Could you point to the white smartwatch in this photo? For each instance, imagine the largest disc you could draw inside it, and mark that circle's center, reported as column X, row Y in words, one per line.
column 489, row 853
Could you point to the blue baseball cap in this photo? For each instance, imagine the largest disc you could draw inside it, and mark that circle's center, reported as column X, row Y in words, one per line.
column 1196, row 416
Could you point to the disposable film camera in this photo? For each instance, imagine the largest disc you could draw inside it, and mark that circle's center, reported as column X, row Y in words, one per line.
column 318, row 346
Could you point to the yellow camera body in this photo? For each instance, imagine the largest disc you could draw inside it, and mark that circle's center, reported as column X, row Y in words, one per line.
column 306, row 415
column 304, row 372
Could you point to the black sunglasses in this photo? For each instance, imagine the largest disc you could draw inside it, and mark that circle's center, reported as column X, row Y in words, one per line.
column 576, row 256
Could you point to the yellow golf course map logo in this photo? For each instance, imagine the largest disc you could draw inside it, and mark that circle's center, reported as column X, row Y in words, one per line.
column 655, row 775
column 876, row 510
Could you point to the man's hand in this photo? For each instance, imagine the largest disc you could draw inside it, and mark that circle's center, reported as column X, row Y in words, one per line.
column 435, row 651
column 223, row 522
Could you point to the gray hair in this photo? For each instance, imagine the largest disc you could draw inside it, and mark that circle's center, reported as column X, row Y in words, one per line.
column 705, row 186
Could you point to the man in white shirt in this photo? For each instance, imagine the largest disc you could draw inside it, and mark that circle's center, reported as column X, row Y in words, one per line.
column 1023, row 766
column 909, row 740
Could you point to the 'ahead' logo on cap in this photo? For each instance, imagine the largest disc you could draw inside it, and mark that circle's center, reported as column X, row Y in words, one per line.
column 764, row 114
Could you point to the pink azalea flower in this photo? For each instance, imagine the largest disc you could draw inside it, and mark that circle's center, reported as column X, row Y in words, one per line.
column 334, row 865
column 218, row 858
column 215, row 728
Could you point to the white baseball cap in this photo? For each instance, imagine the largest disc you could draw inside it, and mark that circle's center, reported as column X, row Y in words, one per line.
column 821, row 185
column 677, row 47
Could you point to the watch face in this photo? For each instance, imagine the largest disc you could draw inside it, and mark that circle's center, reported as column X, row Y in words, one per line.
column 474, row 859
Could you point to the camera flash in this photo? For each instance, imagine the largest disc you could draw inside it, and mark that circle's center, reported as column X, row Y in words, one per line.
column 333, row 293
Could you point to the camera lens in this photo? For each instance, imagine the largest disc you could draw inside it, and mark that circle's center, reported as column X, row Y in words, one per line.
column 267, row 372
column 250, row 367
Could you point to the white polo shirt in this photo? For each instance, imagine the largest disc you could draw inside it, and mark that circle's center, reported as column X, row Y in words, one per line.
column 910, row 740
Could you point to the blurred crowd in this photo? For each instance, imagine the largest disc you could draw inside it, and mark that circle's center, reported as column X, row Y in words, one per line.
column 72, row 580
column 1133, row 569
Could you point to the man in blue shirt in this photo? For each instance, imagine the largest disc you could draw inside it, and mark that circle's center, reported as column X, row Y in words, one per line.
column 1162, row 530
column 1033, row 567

==

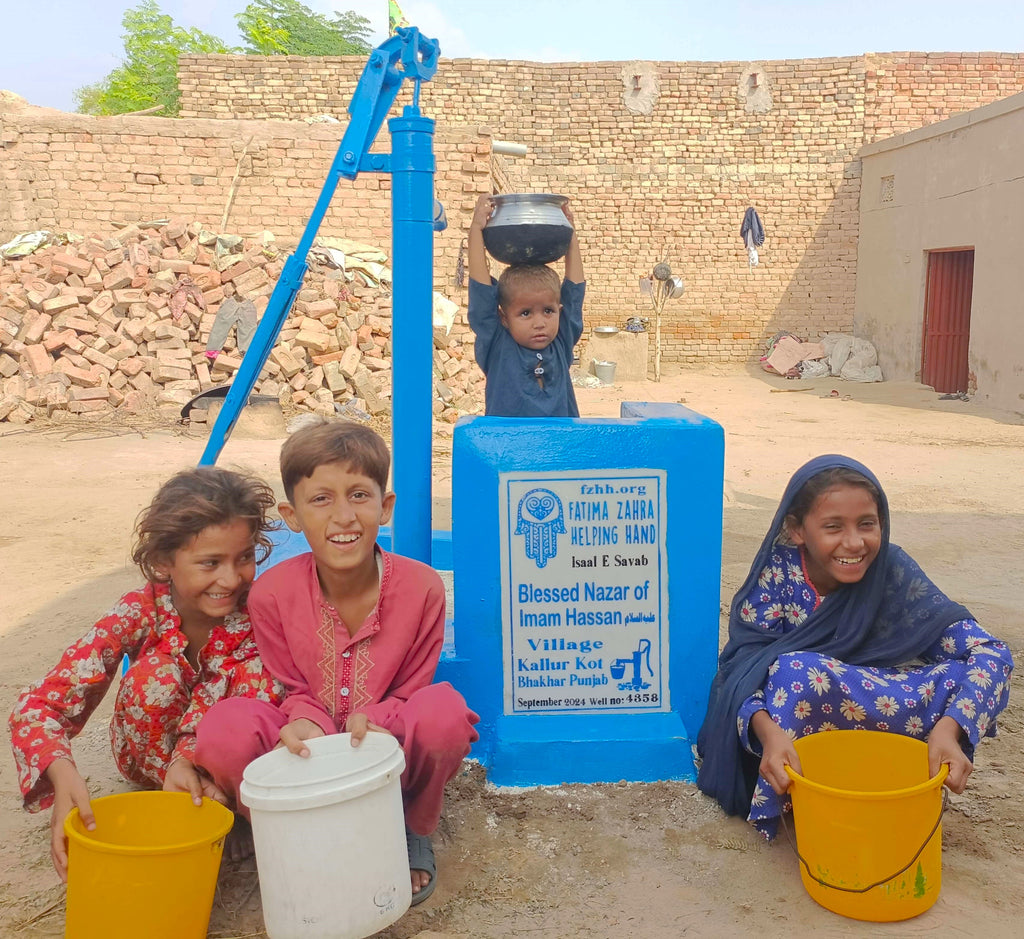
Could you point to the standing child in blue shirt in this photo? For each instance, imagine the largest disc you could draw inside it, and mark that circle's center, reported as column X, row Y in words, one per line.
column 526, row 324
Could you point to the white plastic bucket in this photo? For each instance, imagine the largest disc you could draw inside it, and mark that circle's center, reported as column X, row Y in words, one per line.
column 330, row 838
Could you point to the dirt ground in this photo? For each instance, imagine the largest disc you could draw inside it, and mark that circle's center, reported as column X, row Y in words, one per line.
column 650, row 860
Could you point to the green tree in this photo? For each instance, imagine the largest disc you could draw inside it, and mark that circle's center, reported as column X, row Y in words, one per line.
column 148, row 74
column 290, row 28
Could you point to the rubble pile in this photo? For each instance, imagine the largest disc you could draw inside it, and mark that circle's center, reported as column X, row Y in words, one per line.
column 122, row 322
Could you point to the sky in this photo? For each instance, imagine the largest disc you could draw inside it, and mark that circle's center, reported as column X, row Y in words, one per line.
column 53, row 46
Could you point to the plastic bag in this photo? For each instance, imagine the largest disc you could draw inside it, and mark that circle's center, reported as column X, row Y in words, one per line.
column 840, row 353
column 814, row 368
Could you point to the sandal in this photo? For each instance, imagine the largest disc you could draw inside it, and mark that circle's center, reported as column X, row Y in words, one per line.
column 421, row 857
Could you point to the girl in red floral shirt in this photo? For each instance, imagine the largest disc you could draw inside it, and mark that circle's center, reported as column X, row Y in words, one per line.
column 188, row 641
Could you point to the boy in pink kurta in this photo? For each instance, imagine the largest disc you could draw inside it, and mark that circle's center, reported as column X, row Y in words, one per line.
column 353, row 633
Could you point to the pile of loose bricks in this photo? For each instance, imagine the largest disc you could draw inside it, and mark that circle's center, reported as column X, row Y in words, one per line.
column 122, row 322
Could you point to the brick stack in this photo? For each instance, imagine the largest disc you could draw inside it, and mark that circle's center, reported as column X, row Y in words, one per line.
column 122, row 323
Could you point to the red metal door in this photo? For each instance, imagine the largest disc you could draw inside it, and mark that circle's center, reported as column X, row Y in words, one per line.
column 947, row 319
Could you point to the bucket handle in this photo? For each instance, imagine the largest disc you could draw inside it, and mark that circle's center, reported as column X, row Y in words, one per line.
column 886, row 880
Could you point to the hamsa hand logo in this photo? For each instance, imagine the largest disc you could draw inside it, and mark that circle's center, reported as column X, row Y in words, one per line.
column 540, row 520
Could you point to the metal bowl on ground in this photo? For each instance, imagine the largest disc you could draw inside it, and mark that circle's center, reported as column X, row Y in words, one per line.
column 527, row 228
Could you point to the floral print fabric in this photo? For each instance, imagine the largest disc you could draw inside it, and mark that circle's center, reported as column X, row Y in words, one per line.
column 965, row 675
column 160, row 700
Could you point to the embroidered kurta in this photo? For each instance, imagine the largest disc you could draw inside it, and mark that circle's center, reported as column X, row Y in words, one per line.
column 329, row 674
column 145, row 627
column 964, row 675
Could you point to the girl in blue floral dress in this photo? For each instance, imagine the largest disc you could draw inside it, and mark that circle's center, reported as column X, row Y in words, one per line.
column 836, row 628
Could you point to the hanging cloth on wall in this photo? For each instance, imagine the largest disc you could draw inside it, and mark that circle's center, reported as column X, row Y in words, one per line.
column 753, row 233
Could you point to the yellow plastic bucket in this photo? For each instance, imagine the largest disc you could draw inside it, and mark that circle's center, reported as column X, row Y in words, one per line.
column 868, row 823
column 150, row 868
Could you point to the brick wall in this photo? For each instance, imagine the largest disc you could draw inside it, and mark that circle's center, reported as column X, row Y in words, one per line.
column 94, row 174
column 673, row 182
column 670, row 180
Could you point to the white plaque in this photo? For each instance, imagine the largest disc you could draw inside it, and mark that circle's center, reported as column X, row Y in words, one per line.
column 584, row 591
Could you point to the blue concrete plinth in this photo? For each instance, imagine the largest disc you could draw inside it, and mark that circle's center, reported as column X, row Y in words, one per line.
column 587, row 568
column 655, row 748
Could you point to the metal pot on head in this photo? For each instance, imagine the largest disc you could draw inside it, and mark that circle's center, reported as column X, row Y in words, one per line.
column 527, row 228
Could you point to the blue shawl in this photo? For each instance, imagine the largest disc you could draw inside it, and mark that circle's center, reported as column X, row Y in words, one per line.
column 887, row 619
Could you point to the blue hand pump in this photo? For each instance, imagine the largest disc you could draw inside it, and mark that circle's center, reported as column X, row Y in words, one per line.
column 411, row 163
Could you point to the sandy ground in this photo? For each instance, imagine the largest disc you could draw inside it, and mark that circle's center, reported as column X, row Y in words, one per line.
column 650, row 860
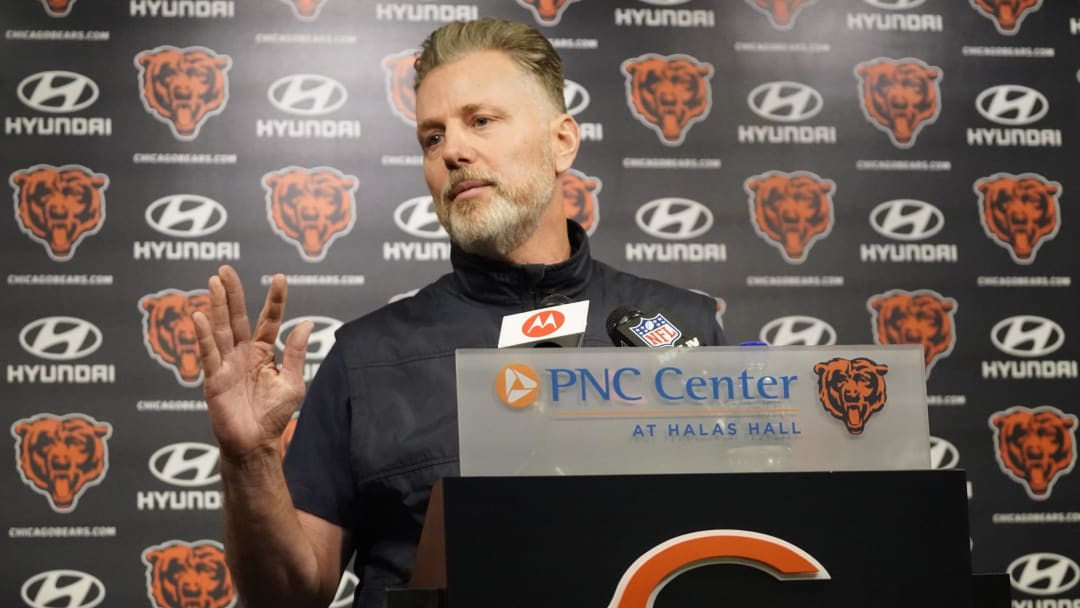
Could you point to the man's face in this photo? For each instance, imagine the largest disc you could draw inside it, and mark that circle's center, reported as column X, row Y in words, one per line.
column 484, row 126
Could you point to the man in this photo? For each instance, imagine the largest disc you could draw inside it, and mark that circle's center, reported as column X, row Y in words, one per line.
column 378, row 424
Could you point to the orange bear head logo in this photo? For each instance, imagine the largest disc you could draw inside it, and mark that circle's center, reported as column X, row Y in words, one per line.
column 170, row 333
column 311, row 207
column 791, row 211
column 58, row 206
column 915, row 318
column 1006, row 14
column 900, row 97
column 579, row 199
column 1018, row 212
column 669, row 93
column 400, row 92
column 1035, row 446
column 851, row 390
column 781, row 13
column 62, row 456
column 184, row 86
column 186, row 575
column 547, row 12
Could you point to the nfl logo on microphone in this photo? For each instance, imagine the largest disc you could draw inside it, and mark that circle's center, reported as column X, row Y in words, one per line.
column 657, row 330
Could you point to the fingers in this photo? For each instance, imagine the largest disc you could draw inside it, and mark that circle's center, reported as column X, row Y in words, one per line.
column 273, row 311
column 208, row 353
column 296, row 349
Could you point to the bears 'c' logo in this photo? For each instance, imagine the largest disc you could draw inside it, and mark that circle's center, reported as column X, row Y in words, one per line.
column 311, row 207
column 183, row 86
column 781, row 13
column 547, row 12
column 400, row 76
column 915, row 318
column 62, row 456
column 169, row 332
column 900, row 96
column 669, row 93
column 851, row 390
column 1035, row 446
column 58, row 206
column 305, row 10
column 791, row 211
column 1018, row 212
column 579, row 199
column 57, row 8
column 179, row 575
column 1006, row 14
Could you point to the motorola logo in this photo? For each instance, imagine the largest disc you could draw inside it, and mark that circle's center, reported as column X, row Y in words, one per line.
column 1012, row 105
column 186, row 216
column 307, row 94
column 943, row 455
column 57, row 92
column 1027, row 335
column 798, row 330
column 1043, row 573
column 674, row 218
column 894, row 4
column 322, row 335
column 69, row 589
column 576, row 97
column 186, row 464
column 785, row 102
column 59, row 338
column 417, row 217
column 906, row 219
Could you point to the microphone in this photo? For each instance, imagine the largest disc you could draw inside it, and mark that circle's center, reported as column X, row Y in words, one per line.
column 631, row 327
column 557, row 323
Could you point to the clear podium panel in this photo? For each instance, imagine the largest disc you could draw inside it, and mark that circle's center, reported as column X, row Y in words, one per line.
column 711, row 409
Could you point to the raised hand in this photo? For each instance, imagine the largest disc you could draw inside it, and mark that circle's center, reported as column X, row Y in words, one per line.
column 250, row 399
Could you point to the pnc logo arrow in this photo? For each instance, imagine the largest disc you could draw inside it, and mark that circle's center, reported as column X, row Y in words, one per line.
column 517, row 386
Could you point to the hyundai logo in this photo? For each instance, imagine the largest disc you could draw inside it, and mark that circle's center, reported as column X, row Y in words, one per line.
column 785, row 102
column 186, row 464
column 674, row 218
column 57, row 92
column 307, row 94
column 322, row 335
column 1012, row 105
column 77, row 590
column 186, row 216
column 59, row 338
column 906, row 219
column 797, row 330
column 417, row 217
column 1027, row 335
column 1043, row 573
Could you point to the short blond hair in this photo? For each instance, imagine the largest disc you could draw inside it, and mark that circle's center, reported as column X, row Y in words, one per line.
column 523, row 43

Task instructions:
Can you quote the rows word for word, beginning with the row that contains "Could you point to the bears" and stopping after the row that contains "column 250, row 399"?

Answer to this problem:
Could you point to the bears 'c' logo in this photo? For each instance, imagine the largest disc you could draw inside it, and mark that circle's center, reported as column X, row Y in words, one per line.
column 311, row 207
column 183, row 86
column 781, row 13
column 547, row 12
column 400, row 76
column 915, row 318
column 62, row 456
column 169, row 332
column 900, row 96
column 669, row 93
column 851, row 390
column 1035, row 446
column 58, row 206
column 305, row 10
column 791, row 211
column 1018, row 212
column 579, row 199
column 57, row 8
column 179, row 575
column 1006, row 14
Could you point to the motorola logo in this photo? For each instance, imagine the largest disc you could draw inside it, and mark that circle's center, reported as column X, row Y in words, one per line.
column 1012, row 105
column 186, row 216
column 307, row 94
column 943, row 455
column 57, row 92
column 1027, row 335
column 798, row 330
column 1043, row 573
column 674, row 218
column 894, row 4
column 322, row 335
column 69, row 589
column 576, row 97
column 186, row 464
column 785, row 102
column 59, row 338
column 417, row 217
column 906, row 219
Could you point to the microphone in this photo? For each instance, imagine the largest disc you could draw inside it, and mark that circle's center, reported as column X, row Y in words, one per line.
column 631, row 327
column 557, row 323
Could you point to the clear podium panel in this photo? For each instance, imagine the largest disc you could draw inside it, and mark that circle's center, reported as column X, row Y in words, one per line.
column 711, row 409
Could you point to the raised hand in this photo? For each instance, imagine the largest disc you could draw inside it, and mark that circle's center, reported as column X, row Y in words, one per line.
column 250, row 399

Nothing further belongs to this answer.